## Text block
----------------

Diabetes crisis 'threatens to bankrupt NHS', experts warn

Diabetes crisis ‘threatens to bankrupt NHS’: One in every eight pounds spent on prescriptions is to treat the disease, experts warn

  • Britain’s diabetes crisis huge cost to NHS with £1.19bn spent on prescriptions
  • Nearly 5m in the UK thought to have diabetes, of which nine in ten have type 2
  • Patients in deprived areas four-times more likely to be prescribed diabetes drugs

Britain’s diabetes crisis threatens to ‘bankrupt the NHS’ as one in every eight pounds spent on prescriptions is now for the disease, experts warn.

The Health Service spent £1.19billion on the likes of anti-diabetes pills and insulin in England last year – up a quarter since 2015/16.

More than 3.05million patients were prescribed 57.9million items typically used to treat the condition, the NHS Business Services Authority said.

Britain’s diabetes crisis threatens to ‘bankrupt the NHS’ as £1.19billion was spent on the likes of anti-diabetes pills and insulin in England last year – up a quarter since 2015/16 (file image)

This is up 12.7 per cent from 2.7million people five years earlier when doctors issued 49.7million prescriptions for the disease. Children younger than four are among those being given the drugs.

Nearly 5million in the UK are thought to have diabetes, of which nine in ten have type 2.

Type 1 diabetes is an unpreventable autoimmune disease that usually develops in childhood but type 2 is largely preventable and is linked to obesity. The condition can lead to blindness, kidney failure, heart attacks, strokes and some people require limb amputations.

Previous studies have put the total cost to the NHS at £14billion a year or more than £25,000 every minute.

Patients in the most deprived areas of England are almost four-times more likely to be prescribed diabetes drugs than those in the wealthiest areas.

----------------

## Prompt 1
From the article on diabetes and the NHS, list every health problem that the condition is said to lead to.
## Prompt 2
Answer these questions from the diabetes article:
(a) How much did the Health Service spend on diabetes drugs in England last year?
(b) What total yearly cost to the NHS have previous studies put on diabetes?
(c) How much more likely are patients in the most deprived areas of England to be prescribed diabetes drugs than those in the wealthiest areas?
## Prompt 3
Continue the article on the cost of diabetes to the NHS from its last sentence.

Data records
----------------

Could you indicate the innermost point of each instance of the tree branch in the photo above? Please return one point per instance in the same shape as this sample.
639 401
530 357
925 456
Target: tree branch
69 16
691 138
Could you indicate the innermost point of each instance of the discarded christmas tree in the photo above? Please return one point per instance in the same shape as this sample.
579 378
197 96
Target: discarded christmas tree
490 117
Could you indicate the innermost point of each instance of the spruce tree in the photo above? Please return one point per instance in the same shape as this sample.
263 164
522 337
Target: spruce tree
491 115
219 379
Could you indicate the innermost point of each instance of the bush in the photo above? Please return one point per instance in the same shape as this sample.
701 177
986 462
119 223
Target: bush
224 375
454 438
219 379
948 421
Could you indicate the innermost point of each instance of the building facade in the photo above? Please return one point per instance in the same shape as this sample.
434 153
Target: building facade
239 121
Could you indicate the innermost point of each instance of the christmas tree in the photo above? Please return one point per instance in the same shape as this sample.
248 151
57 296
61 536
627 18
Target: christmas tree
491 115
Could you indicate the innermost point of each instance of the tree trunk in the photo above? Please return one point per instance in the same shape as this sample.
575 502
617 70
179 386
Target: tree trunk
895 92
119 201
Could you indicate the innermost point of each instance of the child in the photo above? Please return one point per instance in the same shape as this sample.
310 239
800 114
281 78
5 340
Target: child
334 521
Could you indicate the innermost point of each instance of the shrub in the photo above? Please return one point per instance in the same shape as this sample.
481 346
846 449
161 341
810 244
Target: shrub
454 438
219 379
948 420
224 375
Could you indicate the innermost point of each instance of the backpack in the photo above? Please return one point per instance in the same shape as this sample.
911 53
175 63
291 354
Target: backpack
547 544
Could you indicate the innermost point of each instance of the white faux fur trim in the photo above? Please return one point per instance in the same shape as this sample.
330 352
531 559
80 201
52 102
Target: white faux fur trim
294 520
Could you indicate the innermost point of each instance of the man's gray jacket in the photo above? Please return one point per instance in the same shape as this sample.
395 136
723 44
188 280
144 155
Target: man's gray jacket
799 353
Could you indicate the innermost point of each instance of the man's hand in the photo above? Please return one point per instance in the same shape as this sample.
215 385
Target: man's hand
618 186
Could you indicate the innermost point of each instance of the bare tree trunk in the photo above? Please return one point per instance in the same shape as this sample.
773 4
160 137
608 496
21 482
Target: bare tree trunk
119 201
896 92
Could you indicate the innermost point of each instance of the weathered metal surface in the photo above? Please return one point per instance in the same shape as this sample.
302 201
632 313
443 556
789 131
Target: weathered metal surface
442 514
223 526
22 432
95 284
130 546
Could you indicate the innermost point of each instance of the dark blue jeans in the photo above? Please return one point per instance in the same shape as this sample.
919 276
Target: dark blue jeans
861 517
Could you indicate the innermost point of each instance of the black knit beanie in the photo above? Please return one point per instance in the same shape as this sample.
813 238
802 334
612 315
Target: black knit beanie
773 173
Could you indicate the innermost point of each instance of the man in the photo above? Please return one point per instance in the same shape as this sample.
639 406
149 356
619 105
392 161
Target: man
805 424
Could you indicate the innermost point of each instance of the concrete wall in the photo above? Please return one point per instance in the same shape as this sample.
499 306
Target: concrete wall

----------------

## Output 1
Blindness, kidney failure, heart attacks, strokes, limb amputations

## Output 2
(a) £1.19billion
(b) £14billion a year, or more than £25,000 every minute
(c) Almost four times more likely

## Output 3
Tam Fry, from the National Obesity Forum, said: ‘I’m horrified at the eye-watering cost of treating diabetes, which is getting higher every year. The Government needs to take serious action to tackle rising obesity levels and get a grip on the crisis or it risks bankrupting the NHS.

‘The Health Service is crying out for funding to tackle a backlog in care and cannot afford to be spending such vast sums on a condition that is eminently preventable.’

Nearly 5m in the UK are thought to have diabetes, of which nine in 10 have type 2 and patients in deprived areas of England are four-times more likely prescribed diabetes drugs (file image)

An NHS Digital report recently revealed 122,780 people under the age of 40 have diabetes, including 1,570 children aged 18 or under.

Historically, type 2 was only seen in over-40s and was regarded as a ‘middle-aged disease’. But soaring obesity levels mean cases in young adults and children are on the rise.

The figures show around nine in ten under-18s with type 2 diabetes are classed as obese or overweight.

Bridget Turner, of Diabetes UK, said: ‘Diagnoses have almost doubled in the past 15 years so, while this rise in diabetes drug prescriptions was to be expected, the increased prevalence of diabetes in the UK is a huge concern.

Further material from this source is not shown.